[Work request]
Restate word for word the lines of the entries below, starting with the line that holds "Reviewer note: verify that every instance of the weathered" and ending with the line that holds "column 584, row 475", and no others.

[Task data — start]

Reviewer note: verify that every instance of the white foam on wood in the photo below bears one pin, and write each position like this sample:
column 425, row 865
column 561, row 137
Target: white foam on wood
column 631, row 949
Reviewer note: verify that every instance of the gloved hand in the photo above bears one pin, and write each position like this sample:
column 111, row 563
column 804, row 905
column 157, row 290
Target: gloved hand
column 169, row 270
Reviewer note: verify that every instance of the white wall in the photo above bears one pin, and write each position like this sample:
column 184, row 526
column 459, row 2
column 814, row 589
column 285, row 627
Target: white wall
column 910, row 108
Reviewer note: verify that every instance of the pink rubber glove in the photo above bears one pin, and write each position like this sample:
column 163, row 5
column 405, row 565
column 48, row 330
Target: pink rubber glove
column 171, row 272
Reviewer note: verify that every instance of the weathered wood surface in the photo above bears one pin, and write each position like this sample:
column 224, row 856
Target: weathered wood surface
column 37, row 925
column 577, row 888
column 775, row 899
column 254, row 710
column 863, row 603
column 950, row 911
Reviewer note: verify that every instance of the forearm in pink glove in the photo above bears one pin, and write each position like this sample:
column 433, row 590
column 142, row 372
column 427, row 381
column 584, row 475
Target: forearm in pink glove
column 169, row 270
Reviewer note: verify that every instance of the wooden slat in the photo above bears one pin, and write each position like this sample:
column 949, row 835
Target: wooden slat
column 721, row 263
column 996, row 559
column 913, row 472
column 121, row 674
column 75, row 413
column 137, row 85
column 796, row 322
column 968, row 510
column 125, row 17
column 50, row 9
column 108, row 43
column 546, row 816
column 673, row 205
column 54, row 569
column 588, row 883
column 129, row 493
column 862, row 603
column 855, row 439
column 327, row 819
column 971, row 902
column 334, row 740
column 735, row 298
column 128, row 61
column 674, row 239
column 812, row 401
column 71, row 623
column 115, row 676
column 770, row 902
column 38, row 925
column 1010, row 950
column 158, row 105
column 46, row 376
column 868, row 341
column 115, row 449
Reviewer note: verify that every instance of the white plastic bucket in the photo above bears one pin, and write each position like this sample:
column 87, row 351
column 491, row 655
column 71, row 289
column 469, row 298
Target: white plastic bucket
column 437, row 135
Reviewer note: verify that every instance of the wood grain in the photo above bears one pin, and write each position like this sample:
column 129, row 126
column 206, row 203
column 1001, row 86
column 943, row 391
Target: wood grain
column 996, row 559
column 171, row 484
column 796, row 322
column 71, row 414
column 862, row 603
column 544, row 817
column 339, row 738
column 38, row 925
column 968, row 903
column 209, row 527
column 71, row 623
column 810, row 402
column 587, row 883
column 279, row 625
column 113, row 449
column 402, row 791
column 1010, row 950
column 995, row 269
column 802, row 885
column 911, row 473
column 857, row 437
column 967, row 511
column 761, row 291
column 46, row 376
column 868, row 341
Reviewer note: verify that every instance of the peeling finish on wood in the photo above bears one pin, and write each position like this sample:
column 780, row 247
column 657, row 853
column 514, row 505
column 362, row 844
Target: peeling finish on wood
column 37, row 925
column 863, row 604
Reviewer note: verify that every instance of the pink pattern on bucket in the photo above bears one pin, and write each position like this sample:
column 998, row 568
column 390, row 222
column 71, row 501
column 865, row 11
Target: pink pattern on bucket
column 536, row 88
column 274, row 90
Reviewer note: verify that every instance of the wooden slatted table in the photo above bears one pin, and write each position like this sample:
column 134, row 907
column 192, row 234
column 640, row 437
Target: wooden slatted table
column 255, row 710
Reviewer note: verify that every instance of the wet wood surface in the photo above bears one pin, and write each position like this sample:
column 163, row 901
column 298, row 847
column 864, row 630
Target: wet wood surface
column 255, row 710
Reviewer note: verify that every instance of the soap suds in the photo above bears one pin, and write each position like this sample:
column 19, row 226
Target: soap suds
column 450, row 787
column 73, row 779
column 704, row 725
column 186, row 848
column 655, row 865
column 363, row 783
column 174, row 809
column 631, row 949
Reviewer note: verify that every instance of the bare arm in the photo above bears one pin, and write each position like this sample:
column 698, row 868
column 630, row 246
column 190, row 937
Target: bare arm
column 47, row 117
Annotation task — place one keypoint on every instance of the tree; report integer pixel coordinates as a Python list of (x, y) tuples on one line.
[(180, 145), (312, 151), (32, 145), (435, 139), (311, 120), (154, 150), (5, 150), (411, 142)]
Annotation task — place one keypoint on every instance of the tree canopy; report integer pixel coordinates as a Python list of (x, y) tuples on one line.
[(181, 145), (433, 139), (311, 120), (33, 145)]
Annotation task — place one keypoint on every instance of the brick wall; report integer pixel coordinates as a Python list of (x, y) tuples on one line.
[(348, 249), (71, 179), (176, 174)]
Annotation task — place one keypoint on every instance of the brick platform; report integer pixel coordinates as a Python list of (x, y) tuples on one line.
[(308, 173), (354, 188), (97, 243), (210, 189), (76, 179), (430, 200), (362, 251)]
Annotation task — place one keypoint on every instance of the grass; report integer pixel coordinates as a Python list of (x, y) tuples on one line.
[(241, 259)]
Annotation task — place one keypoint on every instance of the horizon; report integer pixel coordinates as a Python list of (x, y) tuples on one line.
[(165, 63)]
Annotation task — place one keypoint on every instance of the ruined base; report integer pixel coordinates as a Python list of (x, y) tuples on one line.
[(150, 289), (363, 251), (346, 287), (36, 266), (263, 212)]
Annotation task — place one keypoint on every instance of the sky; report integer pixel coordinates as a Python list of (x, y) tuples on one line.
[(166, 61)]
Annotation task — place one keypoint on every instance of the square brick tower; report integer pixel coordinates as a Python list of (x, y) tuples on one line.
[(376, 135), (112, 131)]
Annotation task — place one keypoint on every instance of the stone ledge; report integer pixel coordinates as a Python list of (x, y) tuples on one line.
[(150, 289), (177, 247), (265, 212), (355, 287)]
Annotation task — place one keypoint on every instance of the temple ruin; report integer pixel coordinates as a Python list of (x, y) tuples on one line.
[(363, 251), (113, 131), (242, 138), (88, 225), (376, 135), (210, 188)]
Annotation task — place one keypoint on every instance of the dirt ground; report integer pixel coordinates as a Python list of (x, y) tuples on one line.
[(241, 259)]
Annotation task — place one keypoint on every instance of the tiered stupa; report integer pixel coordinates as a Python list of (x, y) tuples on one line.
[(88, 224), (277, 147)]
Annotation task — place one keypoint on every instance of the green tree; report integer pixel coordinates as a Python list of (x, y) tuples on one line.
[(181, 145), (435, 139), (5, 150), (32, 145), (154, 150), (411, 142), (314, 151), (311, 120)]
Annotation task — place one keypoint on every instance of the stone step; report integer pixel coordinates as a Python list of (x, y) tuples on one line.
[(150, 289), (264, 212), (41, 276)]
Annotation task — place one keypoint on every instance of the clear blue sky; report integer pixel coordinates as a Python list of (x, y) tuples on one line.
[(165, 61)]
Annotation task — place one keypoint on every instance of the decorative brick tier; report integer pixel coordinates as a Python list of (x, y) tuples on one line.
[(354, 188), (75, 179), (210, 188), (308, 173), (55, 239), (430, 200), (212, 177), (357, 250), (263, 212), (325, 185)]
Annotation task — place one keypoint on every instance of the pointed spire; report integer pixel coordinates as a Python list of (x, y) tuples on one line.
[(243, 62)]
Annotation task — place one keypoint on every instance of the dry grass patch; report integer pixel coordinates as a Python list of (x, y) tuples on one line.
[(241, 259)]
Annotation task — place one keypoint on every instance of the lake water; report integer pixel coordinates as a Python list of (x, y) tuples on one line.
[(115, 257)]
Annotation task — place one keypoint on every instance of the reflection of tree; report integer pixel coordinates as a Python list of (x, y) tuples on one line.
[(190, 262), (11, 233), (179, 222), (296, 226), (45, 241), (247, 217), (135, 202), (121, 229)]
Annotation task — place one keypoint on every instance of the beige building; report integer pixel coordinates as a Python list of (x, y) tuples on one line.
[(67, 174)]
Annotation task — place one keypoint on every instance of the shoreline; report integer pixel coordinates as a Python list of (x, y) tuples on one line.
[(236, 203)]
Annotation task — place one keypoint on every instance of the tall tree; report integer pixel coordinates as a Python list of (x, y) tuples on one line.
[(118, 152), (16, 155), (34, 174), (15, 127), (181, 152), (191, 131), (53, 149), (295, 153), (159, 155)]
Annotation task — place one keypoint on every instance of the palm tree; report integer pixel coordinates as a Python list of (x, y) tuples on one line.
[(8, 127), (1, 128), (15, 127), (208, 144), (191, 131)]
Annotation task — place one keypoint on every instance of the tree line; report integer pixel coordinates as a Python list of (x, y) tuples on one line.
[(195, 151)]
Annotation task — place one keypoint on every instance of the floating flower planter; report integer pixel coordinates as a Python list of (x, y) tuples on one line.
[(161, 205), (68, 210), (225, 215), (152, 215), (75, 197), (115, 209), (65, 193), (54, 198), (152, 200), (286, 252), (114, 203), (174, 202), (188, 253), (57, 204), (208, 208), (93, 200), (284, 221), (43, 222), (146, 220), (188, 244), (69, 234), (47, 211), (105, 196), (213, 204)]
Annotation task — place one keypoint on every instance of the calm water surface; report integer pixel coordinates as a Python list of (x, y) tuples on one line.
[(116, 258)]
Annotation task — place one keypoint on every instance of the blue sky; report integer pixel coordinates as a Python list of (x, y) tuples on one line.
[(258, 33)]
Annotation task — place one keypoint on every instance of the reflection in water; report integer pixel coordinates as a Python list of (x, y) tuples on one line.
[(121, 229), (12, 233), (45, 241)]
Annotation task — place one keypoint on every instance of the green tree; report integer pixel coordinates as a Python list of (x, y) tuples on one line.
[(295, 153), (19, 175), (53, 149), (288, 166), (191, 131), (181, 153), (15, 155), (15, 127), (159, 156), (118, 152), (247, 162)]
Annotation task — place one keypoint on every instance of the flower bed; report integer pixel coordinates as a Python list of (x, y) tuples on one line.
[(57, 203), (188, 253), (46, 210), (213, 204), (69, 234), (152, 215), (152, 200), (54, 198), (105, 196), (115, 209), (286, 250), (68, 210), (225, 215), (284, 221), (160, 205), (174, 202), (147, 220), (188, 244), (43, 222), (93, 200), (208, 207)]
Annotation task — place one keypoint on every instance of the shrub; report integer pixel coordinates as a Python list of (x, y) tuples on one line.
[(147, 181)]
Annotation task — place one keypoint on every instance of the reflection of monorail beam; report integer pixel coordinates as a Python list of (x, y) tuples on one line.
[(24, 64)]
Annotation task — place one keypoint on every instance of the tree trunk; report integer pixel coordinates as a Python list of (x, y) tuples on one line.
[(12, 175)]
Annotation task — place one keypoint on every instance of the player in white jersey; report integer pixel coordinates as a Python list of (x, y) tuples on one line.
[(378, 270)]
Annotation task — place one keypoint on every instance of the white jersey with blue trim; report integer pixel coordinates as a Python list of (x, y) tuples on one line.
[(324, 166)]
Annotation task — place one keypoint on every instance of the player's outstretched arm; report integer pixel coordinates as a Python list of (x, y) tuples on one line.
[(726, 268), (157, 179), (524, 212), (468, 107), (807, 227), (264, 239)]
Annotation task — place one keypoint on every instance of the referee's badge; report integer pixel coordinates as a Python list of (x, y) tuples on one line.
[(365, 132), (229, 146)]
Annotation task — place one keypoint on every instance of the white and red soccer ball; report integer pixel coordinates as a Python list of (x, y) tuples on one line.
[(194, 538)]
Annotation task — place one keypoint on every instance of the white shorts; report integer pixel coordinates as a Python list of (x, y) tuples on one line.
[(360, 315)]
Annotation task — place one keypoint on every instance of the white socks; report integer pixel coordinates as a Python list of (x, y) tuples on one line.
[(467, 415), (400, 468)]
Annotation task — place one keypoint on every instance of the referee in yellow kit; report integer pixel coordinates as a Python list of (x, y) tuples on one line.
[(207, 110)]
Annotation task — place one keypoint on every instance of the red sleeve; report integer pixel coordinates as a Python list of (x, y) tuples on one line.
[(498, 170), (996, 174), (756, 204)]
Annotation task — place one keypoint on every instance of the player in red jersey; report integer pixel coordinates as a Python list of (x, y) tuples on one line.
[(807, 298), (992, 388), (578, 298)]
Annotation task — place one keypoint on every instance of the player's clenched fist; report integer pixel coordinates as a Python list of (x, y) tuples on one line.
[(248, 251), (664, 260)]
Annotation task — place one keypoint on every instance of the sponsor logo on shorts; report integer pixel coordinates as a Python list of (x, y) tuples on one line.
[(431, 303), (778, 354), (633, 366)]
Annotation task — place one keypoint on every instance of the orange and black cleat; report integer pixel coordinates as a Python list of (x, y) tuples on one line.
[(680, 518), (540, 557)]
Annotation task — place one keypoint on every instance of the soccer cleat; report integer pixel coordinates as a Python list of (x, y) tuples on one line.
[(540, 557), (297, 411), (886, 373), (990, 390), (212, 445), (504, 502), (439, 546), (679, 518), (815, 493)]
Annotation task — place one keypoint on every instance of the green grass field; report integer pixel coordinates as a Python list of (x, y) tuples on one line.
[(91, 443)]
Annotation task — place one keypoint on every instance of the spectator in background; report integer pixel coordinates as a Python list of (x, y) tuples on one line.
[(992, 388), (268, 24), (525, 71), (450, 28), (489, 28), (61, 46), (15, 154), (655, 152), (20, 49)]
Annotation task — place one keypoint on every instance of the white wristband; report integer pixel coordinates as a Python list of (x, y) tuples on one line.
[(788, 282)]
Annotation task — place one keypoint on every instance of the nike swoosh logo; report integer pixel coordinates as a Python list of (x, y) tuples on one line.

[Task data — finish]

[Exercise output]
Reviewer note: verify that every instance of the weathered wood surface in the photo above bears one pin, and write each position like this sample:
column 224, row 856
Target: weathered wood surface
column 37, row 925
column 577, row 888
column 775, row 899
column 254, row 710
column 863, row 603
column 950, row 911
Reviewer note: verify that every instance of the forearm in pink glove in the photo above bears one pin, and write each position like this sample:
column 433, row 590
column 142, row 372
column 427, row 381
column 584, row 475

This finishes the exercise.